[TASK A]:
Translate this sentence from the audit fee disclosure into Spanish: "The registrant has a separately designated standing audit committee."
══ TEXT TO READ ══
The aggregate fees billed by Citrin Cooperman & Company, LLP (“Citrin Cooperman”) and Baker Tilly, LLP (“Baker Tilly”) for each of the last two fiscal years for audit services and audit-related services are provided below (no principal accountants were engaged to perform other services).

 

   FYE 12/31/2023
Citrin Cooperman
   FYE 12/31/2023
Baker Tilly
   FYE 12/31/2022
Baker Tilly
 
Audit Fees  $85,100   $0   $73,575 
Audit-Related Fees  $0   $27,635   $26,510 
All Other Fees   N/A    N/A    N/A 

 

 

The aggregate fees billed by Zelin & Associates CPA LLC for each of the last two fiscal years for tax services are provided below.

 

   FYE 12/31/2023   FYE 12/31/2022 
Tax Fees  $18,000   $18,000 

 

(e)(1) The registrant’s Audit Committee has adopted written policies relating to the pre-approval of audit and permitted non-audit services to be performed by the registrant’s independent registered public accounting firm. Under the policies, on an annual basis, the registrant’s Audit Committee reviews and pre-approves proposed audit and permitted non-audit services to be performed by the independent registered public accounting firm on behalf of the registrant.

 

(e)(2) Zero percent of the fees billed by the principal accountants applicable to non-audit service were pursuant to waiver of the pre-approval requirements.

 

(f) All of the principal accountants’ hours spent on auditing the registrant’s financial statements were attributed to work performed by full-time permanent employees of the principal accountants.

 

(g) The principal accountants did not bill any non-audit fees to the registrant, and the registrant does not have an investment adviser.

 

(h) This item is not applicable as the principal accountants did not render any non-audit services to the registrant, and the registrant does not have an investment adviser.

 

(i) The registrant has not been identified by the U.S. Securities and Exchange Commission as having filed an annual report issued by a registered public accounting firm branch or office that is located in a foreign jurisdiction where the Public Company Accounting Oversight Board is unable to inspect or completely investigate because of a position taken by an authority in that jurisdiction.

 

(j) The registrant is not a foreign issuer.

 

ITEM 5. AUDIT COMMITTEE OF LISTED REGISTRANTS.

 

The registrant has a separately designated standing audit committee. The members are: Edward Feuer,CPA, and Joy S. Goudie, Esq.. There is an open position on the Audit Committee following the death of James A. Lombard. The Company will fill the position as soon as practically possible.

 

ITEM 6. SCHEDULE OF INVESTMENTS

 

Included herein under Item 1.

 

41
 

 

Daxor Corporation

December 31, 2023

 

ITEM 7. DISCLOSURE OF PROXY VOTING POLICIES AND PROCEDURES FOR CLOSED-END MANAGEMENT INVESTMENT COMPANIES.

 

Daxor Corporation is involved in many matters of corporate governance through the proxy voting process. We exercise our voting responsibilities with the primary goal of maximizing the long-term value of our investments. Our consideration of proxy issues is focused on the investment implications of each proposal.
═══
[TASK B]:
Extract the listing below word for word, leaving out the pictures.
══ DATA ENTRIES ══
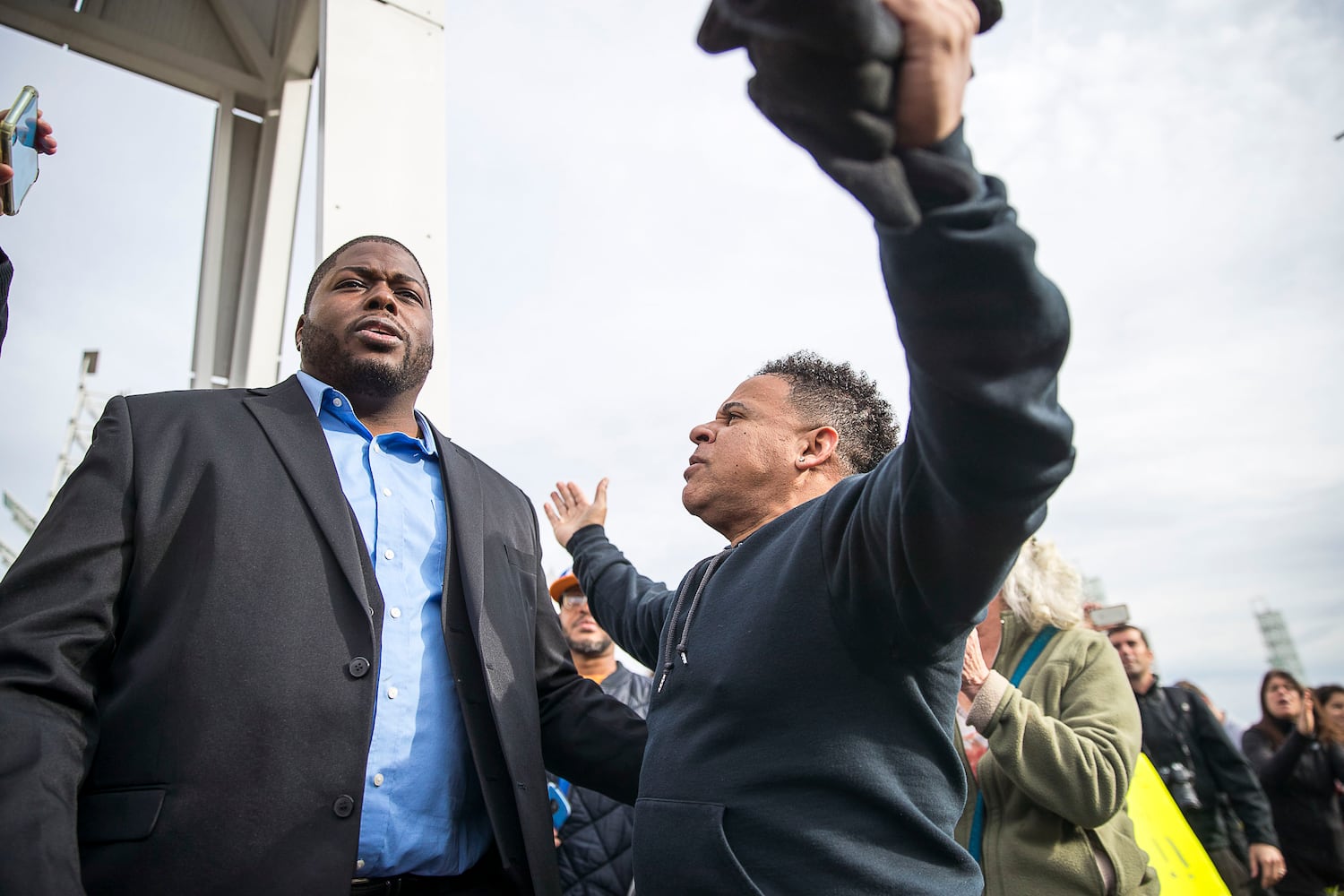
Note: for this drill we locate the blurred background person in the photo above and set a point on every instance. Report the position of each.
(1330, 702)
(1206, 774)
(596, 841)
(1059, 737)
(1300, 758)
═══
[RIGHT ANSWER A]:
El registrante tiene un comité de auditoría permanente designado por separado.

[RIGHT ANSWER B]:
Note: for this drill we locate the blurred background person in the photo above and set a point on every instance. Report the position of each.
(1330, 702)
(1206, 774)
(596, 841)
(1059, 737)
(1300, 758)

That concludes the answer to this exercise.